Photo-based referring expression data
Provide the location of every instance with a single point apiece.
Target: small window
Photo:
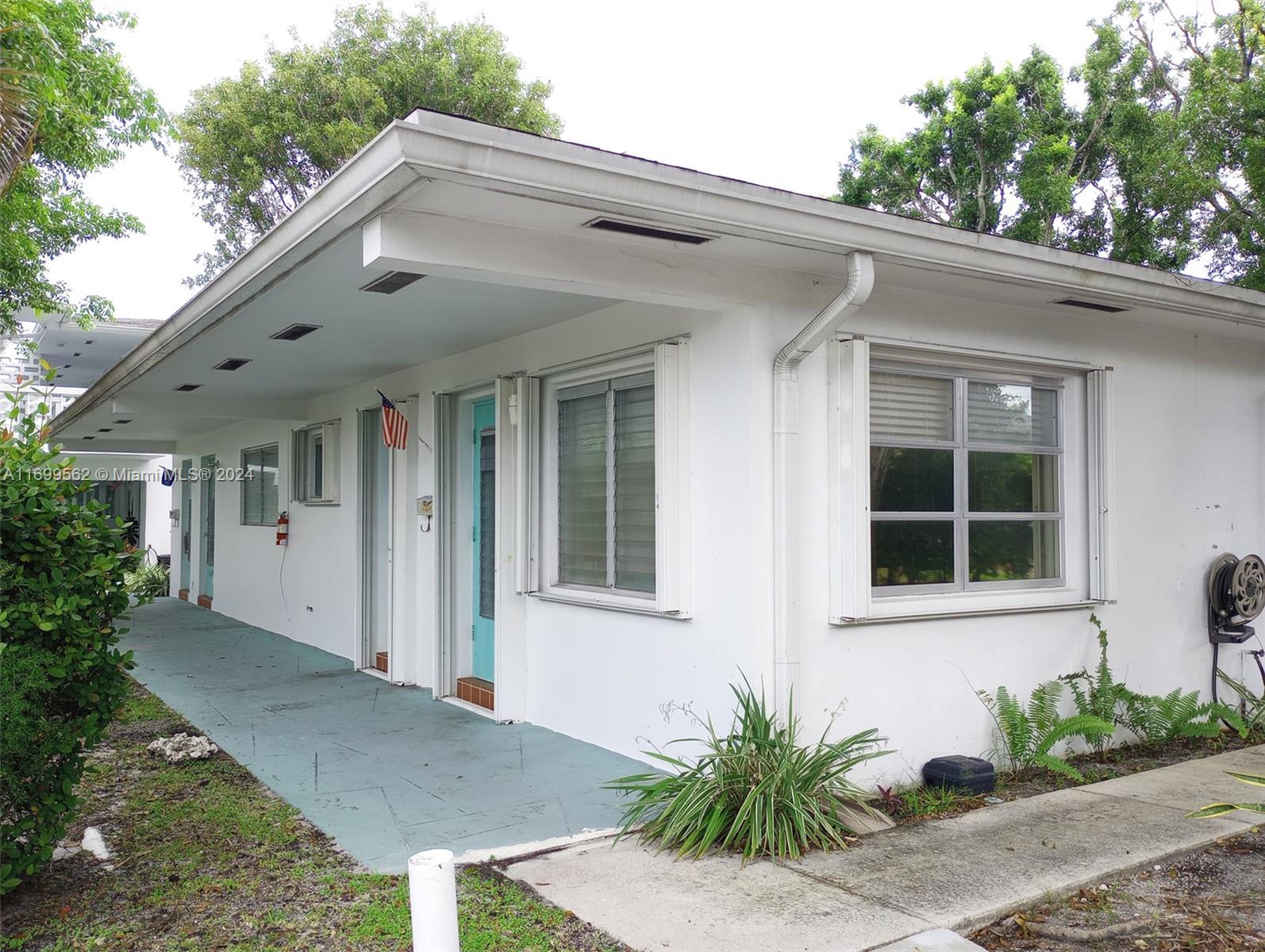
(315, 463)
(606, 485)
(615, 483)
(966, 481)
(260, 486)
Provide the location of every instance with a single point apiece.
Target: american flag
(395, 428)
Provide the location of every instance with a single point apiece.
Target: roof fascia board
(520, 163)
(371, 182)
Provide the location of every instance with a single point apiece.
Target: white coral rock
(183, 747)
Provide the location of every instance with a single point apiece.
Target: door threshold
(466, 706)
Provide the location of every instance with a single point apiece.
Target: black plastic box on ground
(971, 774)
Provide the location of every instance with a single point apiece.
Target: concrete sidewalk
(383, 769)
(950, 873)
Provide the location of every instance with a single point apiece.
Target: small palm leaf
(1212, 809)
(1252, 779)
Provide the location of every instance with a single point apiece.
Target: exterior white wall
(1190, 457)
(1183, 496)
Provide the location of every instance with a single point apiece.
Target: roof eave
(368, 183)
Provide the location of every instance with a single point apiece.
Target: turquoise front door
(208, 512)
(186, 524)
(483, 535)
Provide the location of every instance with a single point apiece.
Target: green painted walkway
(385, 770)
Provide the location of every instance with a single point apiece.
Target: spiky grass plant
(754, 789)
(1221, 809)
(1030, 732)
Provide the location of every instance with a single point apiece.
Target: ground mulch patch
(206, 858)
(1113, 762)
(1207, 900)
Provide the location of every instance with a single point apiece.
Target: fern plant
(1252, 707)
(1175, 716)
(1029, 732)
(1099, 694)
(754, 789)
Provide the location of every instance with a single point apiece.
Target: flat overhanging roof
(498, 221)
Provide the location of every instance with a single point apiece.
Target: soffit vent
(295, 332)
(391, 282)
(644, 230)
(1090, 305)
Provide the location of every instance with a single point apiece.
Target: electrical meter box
(971, 774)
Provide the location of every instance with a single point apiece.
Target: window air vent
(295, 332)
(632, 228)
(1090, 305)
(391, 282)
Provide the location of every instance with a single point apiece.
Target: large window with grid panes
(966, 482)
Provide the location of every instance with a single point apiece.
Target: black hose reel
(1236, 596)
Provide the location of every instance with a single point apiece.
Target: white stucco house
(668, 429)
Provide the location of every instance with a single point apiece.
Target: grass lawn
(206, 858)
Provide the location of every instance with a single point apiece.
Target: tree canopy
(68, 106)
(256, 144)
(1163, 162)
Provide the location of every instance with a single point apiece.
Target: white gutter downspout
(786, 470)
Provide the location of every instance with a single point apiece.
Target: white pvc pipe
(786, 472)
(433, 900)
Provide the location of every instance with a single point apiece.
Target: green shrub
(753, 789)
(62, 568)
(1175, 716)
(149, 582)
(1099, 694)
(1030, 732)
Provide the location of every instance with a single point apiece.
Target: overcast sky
(769, 93)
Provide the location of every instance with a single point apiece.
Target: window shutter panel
(849, 504)
(267, 481)
(1102, 478)
(526, 393)
(332, 462)
(583, 488)
(672, 479)
(634, 488)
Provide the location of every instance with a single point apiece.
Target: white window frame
(302, 489)
(246, 482)
(1084, 478)
(670, 366)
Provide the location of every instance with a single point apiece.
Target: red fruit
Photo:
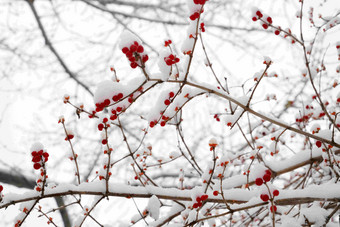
(264, 197)
(125, 50)
(168, 62)
(259, 14)
(276, 192)
(318, 143)
(113, 117)
(140, 49)
(258, 181)
(133, 48)
(120, 95)
(36, 158)
(269, 19)
(267, 171)
(266, 177)
(107, 102)
(204, 197)
(133, 65)
(128, 54)
(273, 208)
(115, 98)
(36, 166)
(198, 199)
(145, 58)
(192, 17)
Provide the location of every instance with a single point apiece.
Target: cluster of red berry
(171, 59)
(265, 22)
(199, 200)
(38, 158)
(133, 53)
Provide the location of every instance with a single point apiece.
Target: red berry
(258, 181)
(36, 166)
(120, 95)
(264, 197)
(140, 49)
(133, 65)
(269, 19)
(273, 208)
(267, 171)
(145, 58)
(204, 197)
(266, 177)
(125, 50)
(128, 54)
(107, 102)
(259, 14)
(36, 158)
(318, 143)
(276, 192)
(133, 48)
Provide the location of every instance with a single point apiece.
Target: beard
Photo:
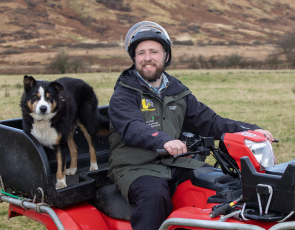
(150, 75)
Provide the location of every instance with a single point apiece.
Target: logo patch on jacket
(147, 105)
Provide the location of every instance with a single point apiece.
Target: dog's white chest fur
(45, 134)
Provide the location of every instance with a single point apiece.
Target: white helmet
(147, 31)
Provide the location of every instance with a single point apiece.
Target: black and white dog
(52, 110)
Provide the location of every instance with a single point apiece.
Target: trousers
(152, 199)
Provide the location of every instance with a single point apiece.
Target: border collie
(52, 110)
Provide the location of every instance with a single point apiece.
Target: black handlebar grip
(161, 153)
(220, 210)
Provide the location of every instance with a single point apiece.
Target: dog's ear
(29, 81)
(58, 86)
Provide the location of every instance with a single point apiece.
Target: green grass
(265, 98)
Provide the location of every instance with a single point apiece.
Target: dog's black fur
(52, 110)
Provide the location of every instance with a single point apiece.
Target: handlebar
(164, 153)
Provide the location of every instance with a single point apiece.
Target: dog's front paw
(93, 166)
(71, 171)
(60, 184)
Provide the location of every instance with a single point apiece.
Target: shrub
(76, 63)
(233, 60)
(93, 45)
(233, 43)
(213, 62)
(11, 51)
(272, 60)
(60, 63)
(291, 58)
(185, 43)
(203, 62)
(286, 43)
(194, 28)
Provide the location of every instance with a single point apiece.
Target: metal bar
(207, 224)
(29, 205)
(285, 225)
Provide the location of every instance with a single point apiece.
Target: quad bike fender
(78, 217)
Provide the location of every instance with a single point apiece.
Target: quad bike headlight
(263, 152)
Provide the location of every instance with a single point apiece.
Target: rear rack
(220, 225)
(29, 205)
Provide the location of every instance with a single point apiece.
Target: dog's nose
(43, 108)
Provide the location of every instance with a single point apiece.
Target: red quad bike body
(76, 207)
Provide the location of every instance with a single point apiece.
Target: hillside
(43, 27)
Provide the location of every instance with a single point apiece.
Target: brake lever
(185, 154)
(164, 153)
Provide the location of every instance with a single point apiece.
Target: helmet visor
(138, 26)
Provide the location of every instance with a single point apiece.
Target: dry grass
(266, 98)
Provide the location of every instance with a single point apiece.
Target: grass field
(265, 98)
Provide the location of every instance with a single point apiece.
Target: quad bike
(245, 189)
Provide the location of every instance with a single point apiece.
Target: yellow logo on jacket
(147, 105)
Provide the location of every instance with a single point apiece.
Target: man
(148, 111)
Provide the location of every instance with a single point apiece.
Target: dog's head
(41, 98)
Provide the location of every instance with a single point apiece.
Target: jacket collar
(128, 77)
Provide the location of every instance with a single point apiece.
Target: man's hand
(267, 134)
(175, 147)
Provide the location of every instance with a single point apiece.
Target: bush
(76, 63)
(286, 43)
(11, 51)
(233, 60)
(201, 44)
(203, 62)
(233, 43)
(272, 60)
(213, 62)
(194, 28)
(291, 58)
(60, 63)
(185, 43)
(93, 45)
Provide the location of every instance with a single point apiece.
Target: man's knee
(149, 188)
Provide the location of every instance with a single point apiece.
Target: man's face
(149, 59)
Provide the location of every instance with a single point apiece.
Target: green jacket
(142, 122)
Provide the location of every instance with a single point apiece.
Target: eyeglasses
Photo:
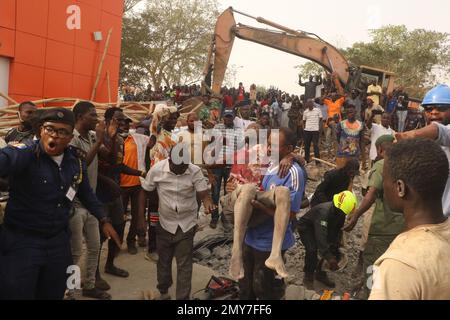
(61, 133)
(439, 108)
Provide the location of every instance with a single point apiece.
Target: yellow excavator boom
(291, 41)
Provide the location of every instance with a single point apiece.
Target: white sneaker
(152, 257)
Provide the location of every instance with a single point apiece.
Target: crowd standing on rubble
(73, 178)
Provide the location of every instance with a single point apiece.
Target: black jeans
(308, 237)
(259, 282)
(311, 136)
(219, 175)
(137, 225)
(180, 246)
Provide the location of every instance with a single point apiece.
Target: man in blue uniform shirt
(34, 239)
(259, 281)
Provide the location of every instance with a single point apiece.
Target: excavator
(300, 43)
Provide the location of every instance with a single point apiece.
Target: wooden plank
(100, 67)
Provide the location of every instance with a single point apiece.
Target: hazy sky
(339, 22)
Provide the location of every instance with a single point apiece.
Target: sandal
(96, 294)
(113, 270)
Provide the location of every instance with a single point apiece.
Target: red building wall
(48, 60)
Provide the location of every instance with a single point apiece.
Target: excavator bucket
(224, 39)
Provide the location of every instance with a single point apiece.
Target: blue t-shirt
(260, 237)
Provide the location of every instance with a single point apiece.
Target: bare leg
(282, 216)
(242, 213)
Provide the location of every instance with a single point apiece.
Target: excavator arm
(287, 40)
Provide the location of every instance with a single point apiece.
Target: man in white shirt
(312, 120)
(242, 121)
(378, 130)
(178, 186)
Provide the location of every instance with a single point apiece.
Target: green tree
(167, 42)
(414, 56)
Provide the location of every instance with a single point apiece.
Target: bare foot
(236, 267)
(277, 264)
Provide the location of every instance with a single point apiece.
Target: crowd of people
(73, 178)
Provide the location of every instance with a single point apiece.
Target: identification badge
(71, 194)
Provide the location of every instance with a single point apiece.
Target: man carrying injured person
(258, 250)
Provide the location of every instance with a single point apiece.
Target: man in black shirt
(335, 181)
(23, 133)
(320, 232)
(310, 87)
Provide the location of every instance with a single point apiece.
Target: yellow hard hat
(345, 201)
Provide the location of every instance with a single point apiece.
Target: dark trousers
(311, 136)
(33, 267)
(259, 282)
(114, 210)
(219, 174)
(180, 246)
(137, 197)
(308, 237)
(153, 218)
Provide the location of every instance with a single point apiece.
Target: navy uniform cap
(58, 115)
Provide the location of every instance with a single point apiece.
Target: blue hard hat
(437, 96)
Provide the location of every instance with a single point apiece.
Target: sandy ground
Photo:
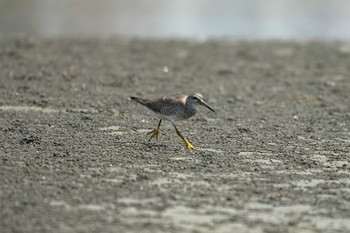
(75, 156)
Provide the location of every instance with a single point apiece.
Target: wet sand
(75, 156)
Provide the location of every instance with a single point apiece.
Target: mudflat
(75, 157)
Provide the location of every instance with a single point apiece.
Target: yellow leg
(188, 144)
(155, 132)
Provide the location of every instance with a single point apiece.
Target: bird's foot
(189, 145)
(154, 133)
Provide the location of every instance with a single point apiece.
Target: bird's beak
(206, 105)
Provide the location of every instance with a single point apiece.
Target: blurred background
(253, 19)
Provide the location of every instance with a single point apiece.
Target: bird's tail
(139, 100)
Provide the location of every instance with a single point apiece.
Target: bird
(173, 108)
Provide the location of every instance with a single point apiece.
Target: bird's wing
(158, 105)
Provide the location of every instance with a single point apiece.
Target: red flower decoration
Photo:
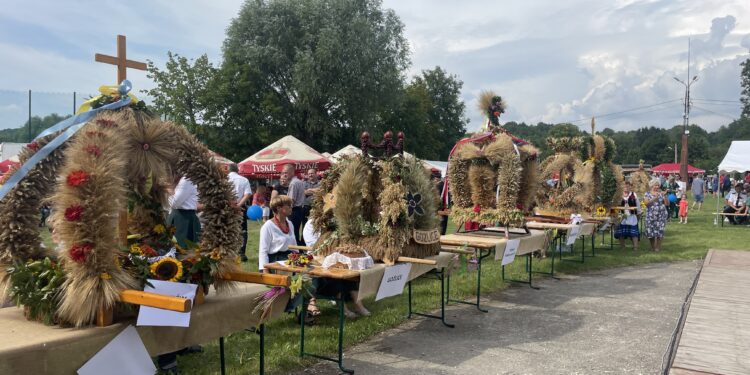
(94, 150)
(106, 123)
(79, 253)
(73, 213)
(77, 178)
(148, 251)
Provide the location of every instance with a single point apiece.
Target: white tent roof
(737, 158)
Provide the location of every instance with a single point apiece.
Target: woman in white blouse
(275, 237)
(276, 234)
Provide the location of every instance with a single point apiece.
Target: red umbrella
(6, 164)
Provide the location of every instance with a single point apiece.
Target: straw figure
(377, 204)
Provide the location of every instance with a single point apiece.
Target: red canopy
(675, 168)
(288, 150)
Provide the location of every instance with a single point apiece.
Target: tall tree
(446, 117)
(183, 91)
(322, 70)
(745, 82)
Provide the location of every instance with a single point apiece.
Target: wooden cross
(121, 60)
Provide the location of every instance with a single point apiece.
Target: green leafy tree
(745, 82)
(184, 92)
(446, 117)
(321, 70)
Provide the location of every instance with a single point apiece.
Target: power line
(716, 113)
(717, 100)
(625, 111)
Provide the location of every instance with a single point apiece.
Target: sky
(552, 61)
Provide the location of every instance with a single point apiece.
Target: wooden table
(489, 240)
(33, 348)
(369, 282)
(586, 229)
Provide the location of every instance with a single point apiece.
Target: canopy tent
(674, 168)
(347, 150)
(218, 158)
(6, 164)
(737, 158)
(288, 150)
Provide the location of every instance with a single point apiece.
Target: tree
(305, 71)
(447, 121)
(183, 91)
(745, 82)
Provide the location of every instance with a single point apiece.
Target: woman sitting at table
(275, 237)
(628, 227)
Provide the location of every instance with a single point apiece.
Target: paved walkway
(614, 321)
(716, 334)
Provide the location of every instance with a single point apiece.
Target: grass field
(681, 242)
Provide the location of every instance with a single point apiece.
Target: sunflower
(159, 229)
(168, 269)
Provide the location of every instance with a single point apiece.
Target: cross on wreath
(122, 63)
(120, 60)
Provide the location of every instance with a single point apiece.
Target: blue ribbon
(71, 126)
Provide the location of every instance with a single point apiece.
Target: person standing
(242, 193)
(297, 193)
(656, 214)
(628, 227)
(183, 205)
(735, 203)
(699, 190)
(311, 187)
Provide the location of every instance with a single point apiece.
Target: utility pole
(685, 119)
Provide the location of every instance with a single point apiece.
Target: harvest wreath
(492, 175)
(118, 159)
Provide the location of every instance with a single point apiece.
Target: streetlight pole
(685, 119)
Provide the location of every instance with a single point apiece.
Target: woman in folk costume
(628, 227)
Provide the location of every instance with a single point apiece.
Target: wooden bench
(726, 215)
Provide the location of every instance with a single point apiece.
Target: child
(683, 209)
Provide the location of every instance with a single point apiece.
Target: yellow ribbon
(105, 90)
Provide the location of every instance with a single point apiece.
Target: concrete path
(616, 321)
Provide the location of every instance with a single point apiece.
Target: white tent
(737, 158)
(347, 150)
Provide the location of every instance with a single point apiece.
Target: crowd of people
(667, 199)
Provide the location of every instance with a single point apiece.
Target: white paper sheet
(394, 279)
(511, 247)
(124, 355)
(573, 234)
(151, 316)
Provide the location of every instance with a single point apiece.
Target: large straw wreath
(492, 182)
(112, 158)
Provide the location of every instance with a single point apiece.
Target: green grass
(681, 242)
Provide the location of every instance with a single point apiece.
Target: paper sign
(124, 355)
(394, 279)
(151, 316)
(510, 251)
(573, 234)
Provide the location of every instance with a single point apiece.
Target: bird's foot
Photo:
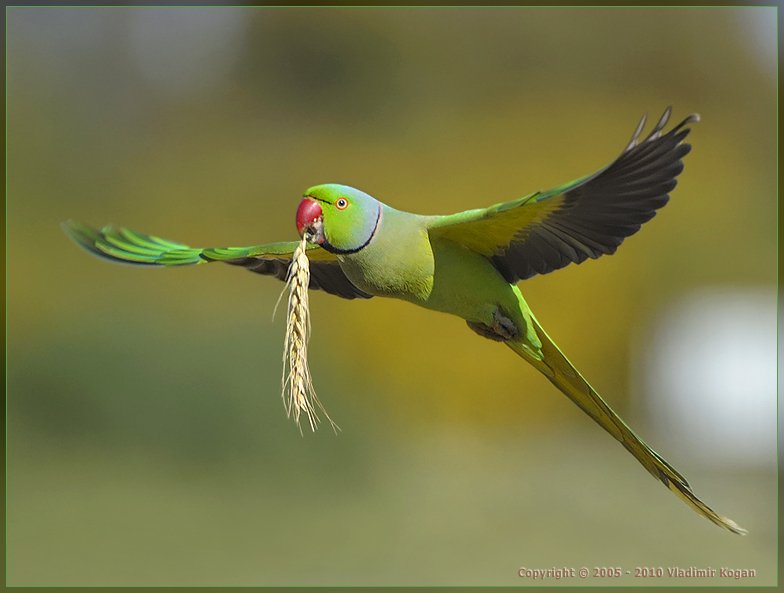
(503, 328)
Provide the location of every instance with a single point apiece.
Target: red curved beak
(309, 217)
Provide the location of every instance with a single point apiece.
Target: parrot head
(339, 218)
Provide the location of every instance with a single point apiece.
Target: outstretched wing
(127, 246)
(586, 218)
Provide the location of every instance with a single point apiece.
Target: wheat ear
(298, 394)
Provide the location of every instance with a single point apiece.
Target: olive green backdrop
(147, 442)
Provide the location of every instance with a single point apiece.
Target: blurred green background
(147, 442)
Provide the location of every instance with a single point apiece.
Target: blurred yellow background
(147, 443)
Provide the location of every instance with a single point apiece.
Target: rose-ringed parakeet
(467, 264)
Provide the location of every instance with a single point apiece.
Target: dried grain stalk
(298, 394)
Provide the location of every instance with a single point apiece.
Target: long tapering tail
(555, 366)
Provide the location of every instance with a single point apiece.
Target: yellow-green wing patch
(586, 218)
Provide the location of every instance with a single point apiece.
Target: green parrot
(466, 264)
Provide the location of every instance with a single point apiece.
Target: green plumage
(466, 264)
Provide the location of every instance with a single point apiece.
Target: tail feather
(555, 366)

▸ **Assignment**
Copy exactly, please, the span of lines that begins at the line with "Target: green plumage" and ends at the last line of the data, both included.

▸ **Solution for this task**
Target: green plumage
(466, 264)
Provide the location of every instance with a single point apiece.
Target: tail feather
(555, 366)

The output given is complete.